------ Data rows ------

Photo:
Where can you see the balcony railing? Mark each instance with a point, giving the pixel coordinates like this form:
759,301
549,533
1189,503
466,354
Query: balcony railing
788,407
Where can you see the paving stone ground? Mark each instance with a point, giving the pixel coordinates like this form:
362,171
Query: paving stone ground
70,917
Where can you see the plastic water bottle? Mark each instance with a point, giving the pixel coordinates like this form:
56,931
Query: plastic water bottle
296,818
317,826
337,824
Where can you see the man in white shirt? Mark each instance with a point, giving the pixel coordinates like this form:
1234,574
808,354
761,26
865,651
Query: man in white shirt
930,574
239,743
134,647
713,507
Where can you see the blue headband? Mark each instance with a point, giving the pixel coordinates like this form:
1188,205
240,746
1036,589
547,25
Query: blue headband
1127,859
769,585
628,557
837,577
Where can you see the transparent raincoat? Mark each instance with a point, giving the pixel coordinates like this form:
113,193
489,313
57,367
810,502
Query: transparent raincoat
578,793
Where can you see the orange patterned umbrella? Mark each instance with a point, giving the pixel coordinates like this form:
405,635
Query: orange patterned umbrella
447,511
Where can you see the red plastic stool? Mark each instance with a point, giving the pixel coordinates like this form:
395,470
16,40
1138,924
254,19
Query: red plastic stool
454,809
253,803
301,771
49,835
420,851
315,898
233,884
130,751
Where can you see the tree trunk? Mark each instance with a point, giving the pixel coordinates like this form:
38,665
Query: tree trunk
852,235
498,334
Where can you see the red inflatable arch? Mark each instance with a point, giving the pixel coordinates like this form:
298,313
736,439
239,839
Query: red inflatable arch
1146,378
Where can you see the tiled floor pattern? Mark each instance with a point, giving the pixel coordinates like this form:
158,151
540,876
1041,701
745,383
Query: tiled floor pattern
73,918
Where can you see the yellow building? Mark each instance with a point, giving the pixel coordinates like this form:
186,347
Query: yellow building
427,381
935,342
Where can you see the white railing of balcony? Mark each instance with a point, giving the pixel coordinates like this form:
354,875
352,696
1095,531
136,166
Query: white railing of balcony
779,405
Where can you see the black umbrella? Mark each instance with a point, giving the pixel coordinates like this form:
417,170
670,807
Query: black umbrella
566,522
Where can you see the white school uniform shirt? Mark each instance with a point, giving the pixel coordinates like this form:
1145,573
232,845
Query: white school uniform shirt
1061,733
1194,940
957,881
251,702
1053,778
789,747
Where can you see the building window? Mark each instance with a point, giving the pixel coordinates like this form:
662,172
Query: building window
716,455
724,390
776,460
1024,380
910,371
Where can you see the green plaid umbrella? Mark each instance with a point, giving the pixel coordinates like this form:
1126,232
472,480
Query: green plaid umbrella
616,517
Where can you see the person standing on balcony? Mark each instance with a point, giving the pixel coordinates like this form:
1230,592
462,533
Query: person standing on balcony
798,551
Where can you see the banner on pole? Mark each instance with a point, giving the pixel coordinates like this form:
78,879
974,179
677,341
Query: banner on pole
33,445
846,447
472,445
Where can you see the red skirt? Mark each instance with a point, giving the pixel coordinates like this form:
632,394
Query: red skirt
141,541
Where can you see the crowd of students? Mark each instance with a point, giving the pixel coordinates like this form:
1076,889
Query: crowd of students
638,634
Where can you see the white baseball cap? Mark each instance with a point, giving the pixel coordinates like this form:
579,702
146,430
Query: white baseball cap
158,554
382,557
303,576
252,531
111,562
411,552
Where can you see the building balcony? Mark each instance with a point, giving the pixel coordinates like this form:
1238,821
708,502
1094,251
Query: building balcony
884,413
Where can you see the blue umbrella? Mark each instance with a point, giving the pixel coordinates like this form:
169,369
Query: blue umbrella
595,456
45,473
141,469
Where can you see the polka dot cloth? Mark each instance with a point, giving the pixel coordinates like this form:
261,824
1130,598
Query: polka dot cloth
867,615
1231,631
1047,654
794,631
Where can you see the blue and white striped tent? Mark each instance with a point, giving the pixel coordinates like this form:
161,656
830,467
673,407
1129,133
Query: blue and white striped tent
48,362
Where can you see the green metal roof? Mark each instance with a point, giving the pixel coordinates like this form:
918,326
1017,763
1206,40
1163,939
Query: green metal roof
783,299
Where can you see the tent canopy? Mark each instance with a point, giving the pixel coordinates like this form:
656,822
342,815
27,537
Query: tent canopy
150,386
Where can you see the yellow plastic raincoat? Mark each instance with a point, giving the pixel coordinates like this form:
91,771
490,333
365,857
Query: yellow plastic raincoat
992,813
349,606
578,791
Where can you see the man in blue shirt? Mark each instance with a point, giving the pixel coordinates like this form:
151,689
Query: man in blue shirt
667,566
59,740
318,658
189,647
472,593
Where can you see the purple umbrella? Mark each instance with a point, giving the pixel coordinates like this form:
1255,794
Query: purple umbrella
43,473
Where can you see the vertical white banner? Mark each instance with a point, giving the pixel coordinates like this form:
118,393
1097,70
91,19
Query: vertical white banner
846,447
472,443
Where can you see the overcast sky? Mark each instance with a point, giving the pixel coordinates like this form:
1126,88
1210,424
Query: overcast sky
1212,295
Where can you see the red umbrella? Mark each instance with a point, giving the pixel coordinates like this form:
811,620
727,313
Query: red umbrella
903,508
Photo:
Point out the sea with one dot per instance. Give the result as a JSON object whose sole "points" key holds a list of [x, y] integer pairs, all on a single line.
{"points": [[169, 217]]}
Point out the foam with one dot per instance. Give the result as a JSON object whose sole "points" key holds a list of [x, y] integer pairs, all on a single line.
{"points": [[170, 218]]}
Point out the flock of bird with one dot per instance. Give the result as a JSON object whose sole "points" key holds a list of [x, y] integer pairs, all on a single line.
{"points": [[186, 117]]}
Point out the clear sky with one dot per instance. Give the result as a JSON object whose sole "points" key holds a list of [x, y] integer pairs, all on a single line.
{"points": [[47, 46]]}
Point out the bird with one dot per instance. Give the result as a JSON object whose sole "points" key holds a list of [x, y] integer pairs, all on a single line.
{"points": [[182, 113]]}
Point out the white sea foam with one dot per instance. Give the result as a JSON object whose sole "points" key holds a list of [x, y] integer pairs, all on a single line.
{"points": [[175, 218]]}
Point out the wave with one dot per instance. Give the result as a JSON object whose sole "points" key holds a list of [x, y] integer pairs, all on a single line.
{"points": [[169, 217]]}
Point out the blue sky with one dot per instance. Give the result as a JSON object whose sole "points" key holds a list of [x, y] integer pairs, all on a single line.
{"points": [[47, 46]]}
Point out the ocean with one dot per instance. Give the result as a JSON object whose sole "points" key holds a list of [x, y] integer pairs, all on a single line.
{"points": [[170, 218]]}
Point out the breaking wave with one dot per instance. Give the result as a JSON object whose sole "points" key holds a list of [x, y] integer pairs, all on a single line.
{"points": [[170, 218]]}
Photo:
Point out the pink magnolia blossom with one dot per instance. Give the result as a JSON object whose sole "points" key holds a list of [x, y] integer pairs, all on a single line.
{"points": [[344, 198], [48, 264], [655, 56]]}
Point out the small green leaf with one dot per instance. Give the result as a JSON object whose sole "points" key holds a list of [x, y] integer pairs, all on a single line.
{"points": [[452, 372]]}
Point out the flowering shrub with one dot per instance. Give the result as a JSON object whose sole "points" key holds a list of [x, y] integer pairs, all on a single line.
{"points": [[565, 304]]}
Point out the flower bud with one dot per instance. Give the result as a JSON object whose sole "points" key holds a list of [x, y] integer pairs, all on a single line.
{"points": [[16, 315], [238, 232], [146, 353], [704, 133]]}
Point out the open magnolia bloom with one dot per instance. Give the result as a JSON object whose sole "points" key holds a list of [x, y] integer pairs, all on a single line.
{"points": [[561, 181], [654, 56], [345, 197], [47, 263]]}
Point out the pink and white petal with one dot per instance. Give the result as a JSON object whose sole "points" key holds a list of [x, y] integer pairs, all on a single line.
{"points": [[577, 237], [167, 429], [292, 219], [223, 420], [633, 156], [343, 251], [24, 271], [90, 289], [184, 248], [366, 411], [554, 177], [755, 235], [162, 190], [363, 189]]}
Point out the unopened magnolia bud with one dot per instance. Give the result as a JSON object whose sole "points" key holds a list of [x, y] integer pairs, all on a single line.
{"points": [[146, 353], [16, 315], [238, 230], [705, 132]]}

------

* _What to work on_:
Swap "one dot per instance" for "a single dot for each instance" in the entries from the line that contains "Point out the flowering" through the end of the entries, both included. Write those lines out again with nothing else changed.

* _Result below_:
Point out the flowering shrub with a single dot for each instance. Give the result as a JSON object whose sole "points" key holds a list of [x, y] integer pairs, all on a single line.
{"points": [[565, 304]]}
Point out the flower bud with a single dot for each instance. Give the result as a JSON object whose sole "points" key holds a list of [x, y] integer pairs, all on a single line.
{"points": [[16, 315], [238, 232], [146, 353], [704, 133]]}
Point out the open magnolia bloom with a single dot for each instance. Give the result as a JSON object whose sole "points" key holds a list of [x, y] integer pairs, all on a single line.
{"points": [[561, 181], [654, 56], [345, 197], [47, 263]]}
Point out the pink and white petal with a single dot for each instance. Give the result as a JSON object whose sole "points" key holds a list of [x, y] integer pairs, all on a single line.
{"points": [[577, 237], [167, 429], [292, 219], [223, 420], [633, 156], [343, 251], [24, 271], [90, 289], [184, 248], [366, 411], [554, 177], [755, 235], [162, 190], [363, 189]]}
Point out the unopened magnolia bud with a single dot for each instance. Give the result as a JSON object whose sole "points" key holds a list of [x, y] integer pairs, all on a single line.
{"points": [[146, 353], [16, 315], [238, 230], [705, 132]]}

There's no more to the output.